__Compito__. Prosegui il testo riportato più sotto sugli studi con ibrutinib nella leucemia linfatica cronica, partendo subito dopo la sua ultima frase.

__Sezione del documento__.
--------------------------------

I pazienti della prima coorte (n=164; mediana età, 58 anni), che hanno raggiunto una uMRD (definita come <10-4 con citofluorimetria a 8 colori) nel sangue e nel midollo osseo, sono stati successivamente randomizzati in doppio cieco per continuare il trattamento con ibrutinib in monoterapia o placebo, fino a progressione della malattia.

I risultati hanno dimostrato che nei pazienti con malattia minima residua non rilevabile (uMRD), la sopravvivenza libera da malattia (DFS) a un anno non è significativamente diversa fra coloro che hanno ricevuto il placebo rispetto a quelli trattati con ibruitinib (95,3%, rispettivamente 100%, [p=0,1475]).

I pazienti che non hanno raggiunto la uMRD dopo 12 cicli, sono stati invece randomizzati a riceve ibrutinib in monoterapia o in combinazione con venetoclax.

Con una durata complessiva mediana di trattamento di 28,6 mesi (range 0,5-39,8) con ibrutinib e 12 mesi (range 0,8-34,1) con venetoclax, si è ottenuto con la terapia di combinazione una maggiore percentuale uMRD rispetto alla monoterapia con ibrutinib. In tutti e quattro i gruppi di trattamento, la sopravvivenza libera da progressione a 30 mesi era uguale o superiore al 95%.

Il profilo di sicurezza della combinazione ibrutinib più venetoclax si è dimostrato coerente con quelli noti per entrambi i farmaci. Gli eventi avversi più comuni di grado 3 o 4 sono stati neutropenia (36%), ipertensione (10%), trombocitopenia (5%) e diarrea (5%).

Ibrutinib più venetoclax è un’associazione per via orale, da somministrarsi una volta al giorno.

William Wierda, M.D., Professor, Department of Leukaemia, University of Texas MD Anderson Cancer Center, coordinatore dello studio dichiara che questi dati dimostrano il potenziale di questa associazione nel trattamento di prima linea della leucemia linfatica cronica. Infatti,  senza bisogno di ricorrere alla chemioterapia, garantisce remissioni profonde della MRD nel sangue e nel midollo osseo e consente ai pazienti periodi senza trattamento.

Studio real-world su ibrutinib in prima linea in pazienti con LLC

Oltre ai dati su pazienti in contesto di sperimentazione clinica, Janssen ha, infine, presentato i dati di uno studio statunitense real-world in pazienti con LLC.

Si tratta di un’analisi retrospettiva che descrive i modelli di cura e valuta il tempo al trattamento successivo (TTNT) in pazienti trattati in prima linea con ibrutinib o chemioimmunoterapia (CIT).

--------------------------------

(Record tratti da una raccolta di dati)
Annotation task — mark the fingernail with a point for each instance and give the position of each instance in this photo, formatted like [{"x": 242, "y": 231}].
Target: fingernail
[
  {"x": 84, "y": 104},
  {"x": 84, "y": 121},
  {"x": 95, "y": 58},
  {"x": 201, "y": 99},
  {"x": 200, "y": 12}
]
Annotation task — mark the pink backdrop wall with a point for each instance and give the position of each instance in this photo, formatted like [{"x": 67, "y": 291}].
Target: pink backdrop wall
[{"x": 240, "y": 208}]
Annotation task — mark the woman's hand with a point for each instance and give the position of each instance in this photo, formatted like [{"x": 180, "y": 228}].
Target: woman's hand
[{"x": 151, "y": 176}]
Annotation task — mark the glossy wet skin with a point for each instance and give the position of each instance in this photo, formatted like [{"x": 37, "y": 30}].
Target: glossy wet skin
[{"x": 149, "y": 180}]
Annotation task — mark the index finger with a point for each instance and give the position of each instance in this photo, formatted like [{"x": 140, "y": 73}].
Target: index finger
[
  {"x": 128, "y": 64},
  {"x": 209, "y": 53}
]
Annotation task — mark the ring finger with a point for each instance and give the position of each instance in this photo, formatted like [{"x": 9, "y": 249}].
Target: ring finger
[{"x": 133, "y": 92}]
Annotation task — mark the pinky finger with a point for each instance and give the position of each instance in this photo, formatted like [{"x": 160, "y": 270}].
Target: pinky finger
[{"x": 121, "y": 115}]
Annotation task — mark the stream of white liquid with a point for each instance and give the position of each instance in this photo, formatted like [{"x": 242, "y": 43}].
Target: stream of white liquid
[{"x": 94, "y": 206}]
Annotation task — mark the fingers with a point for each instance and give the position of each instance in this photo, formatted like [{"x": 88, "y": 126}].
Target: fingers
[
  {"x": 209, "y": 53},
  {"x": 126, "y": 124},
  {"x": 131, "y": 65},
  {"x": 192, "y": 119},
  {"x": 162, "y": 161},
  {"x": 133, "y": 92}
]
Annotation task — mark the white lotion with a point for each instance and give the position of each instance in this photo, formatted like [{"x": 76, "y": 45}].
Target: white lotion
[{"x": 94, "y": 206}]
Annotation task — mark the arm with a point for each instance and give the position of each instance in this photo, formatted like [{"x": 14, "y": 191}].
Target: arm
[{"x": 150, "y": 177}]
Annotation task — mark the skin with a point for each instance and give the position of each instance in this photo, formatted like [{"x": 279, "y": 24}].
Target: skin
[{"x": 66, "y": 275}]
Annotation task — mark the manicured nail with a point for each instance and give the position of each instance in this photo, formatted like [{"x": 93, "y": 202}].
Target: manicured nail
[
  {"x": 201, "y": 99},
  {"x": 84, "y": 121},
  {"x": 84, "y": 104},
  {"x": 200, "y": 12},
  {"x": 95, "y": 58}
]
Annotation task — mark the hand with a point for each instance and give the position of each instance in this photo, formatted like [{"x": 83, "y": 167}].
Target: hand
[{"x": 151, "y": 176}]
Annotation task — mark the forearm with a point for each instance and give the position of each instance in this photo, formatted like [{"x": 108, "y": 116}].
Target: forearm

--------------------------------

__Risultato del compito__.
In questo studio, i pazienti con LLC ad alto rischio trattati con ibrutinib in monoterapia hanno avuto un TTNT significativamente più lungo rispetto ai pazienti trattati con CIT. Inoltre, ibrutinib ha fornito un beneficio clinico duraturo, indipendente dallo stato di rischio, coerentemente con i risultati degli studi clinici.

Ibrutinib

Ibrutinib è un antitumorale della classe degli inibitori della tirosin-chinasi di Bruton (BTK) somministrato per via orale.  Agisce bloccando la BTK, una proteina che favorisce la maturazione dei linfociti e la produzione di anticorpi, ma che nel contempo permette alle cellule cancerose di crescere e diffondersi. Bloccando questa proteina, ibrutinib favorisce l’eliminazione dei linfociti B anormali da linfonodi, midollo osseo e altri organi.

Ibrutinib è attualmente approvato in Europa nelle seguenti indicazioni:

  • in monoterapia per il trattamento di pazienti adulti con linfoma mantellare (MCL) recidivato o refrattario
  • in monoterapia o in combinazione con obinutuzumab per il trattamento di pazienti adulti con leucemia linfatica cronica (CLL) precedentemente non trattata
  • in monoterapia o in associazione a bendamustina e rituximab (BR) per il trattamento di pazienti adulti con CLL che hanno ricevuto almeno una precedente terapia
  • in monoterapia per il trattamento di pazienti adulti con macroglobulinemia di Waldenström (WM) che hanno ricevuto almeno una precedente terapia, o in prima linea per i pazienti per i quali una chemio-immunoterapia non è appropriata
  • in combinazione con rituximab per il trattamento di pazienti adulti con WM.

Ibrutinib è stato sviluppato congiuntamente e commercializzato da Janssen Biotech e Pharmacyclics, un’azienda del gruppo AbbVie ed è approvato in più di 100 paesi per almeno un’indicazione.